● **Input data**:
○ ○ ○ ○

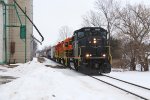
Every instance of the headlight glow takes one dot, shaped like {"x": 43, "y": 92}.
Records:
{"x": 104, "y": 55}
{"x": 95, "y": 42}
{"x": 87, "y": 55}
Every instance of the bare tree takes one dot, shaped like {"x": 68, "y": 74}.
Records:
{"x": 133, "y": 23}
{"x": 64, "y": 32}
{"x": 107, "y": 9}
{"x": 92, "y": 19}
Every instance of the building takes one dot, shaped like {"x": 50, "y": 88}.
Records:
{"x": 16, "y": 31}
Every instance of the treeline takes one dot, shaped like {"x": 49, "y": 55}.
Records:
{"x": 129, "y": 28}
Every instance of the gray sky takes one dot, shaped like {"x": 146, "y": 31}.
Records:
{"x": 50, "y": 15}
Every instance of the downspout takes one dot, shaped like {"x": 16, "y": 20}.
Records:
{"x": 2, "y": 2}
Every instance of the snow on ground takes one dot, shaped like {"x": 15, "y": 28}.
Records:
{"x": 38, "y": 82}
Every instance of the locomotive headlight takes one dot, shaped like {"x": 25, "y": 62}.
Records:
{"x": 94, "y": 41}
{"x": 87, "y": 55}
{"x": 104, "y": 55}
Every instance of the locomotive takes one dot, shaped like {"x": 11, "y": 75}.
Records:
{"x": 87, "y": 49}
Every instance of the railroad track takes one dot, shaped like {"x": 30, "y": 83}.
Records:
{"x": 136, "y": 91}
{"x": 133, "y": 89}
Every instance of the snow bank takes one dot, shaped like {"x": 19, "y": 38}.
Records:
{"x": 38, "y": 82}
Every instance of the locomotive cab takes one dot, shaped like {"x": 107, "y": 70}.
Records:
{"x": 91, "y": 50}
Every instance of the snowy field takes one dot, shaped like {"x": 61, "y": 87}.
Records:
{"x": 35, "y": 81}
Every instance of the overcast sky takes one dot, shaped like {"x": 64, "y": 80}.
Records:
{"x": 50, "y": 15}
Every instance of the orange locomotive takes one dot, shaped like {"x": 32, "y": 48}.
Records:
{"x": 88, "y": 49}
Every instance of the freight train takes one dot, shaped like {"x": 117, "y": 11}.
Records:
{"x": 87, "y": 50}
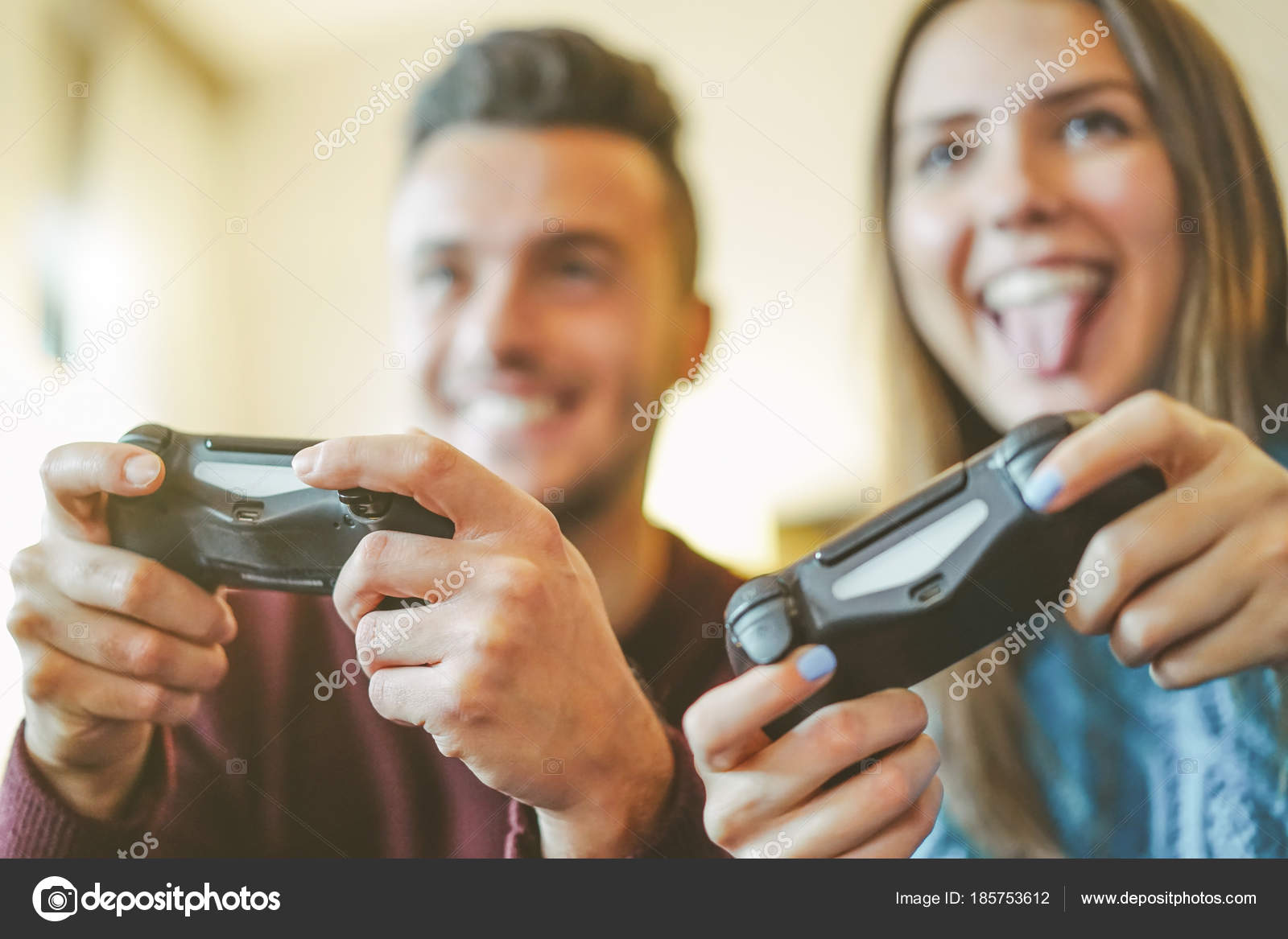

○ ○ ○ ○

● **Task to carry out**: Copy out every line from the data above that has "locomotive" in it.

● **Your response**:
Every instance of the locomotive headlight takes one dot, shaped like {"x": 25, "y": 62}.
Every instance of the locomotive takes one dot, shaped like {"x": 11, "y": 75}.
Every instance of the locomotive cab takes one dot, shaped like {"x": 107, "y": 70}.
Every instance of the orange locomotive takes one dot, shaped like {"x": 32, "y": 48}.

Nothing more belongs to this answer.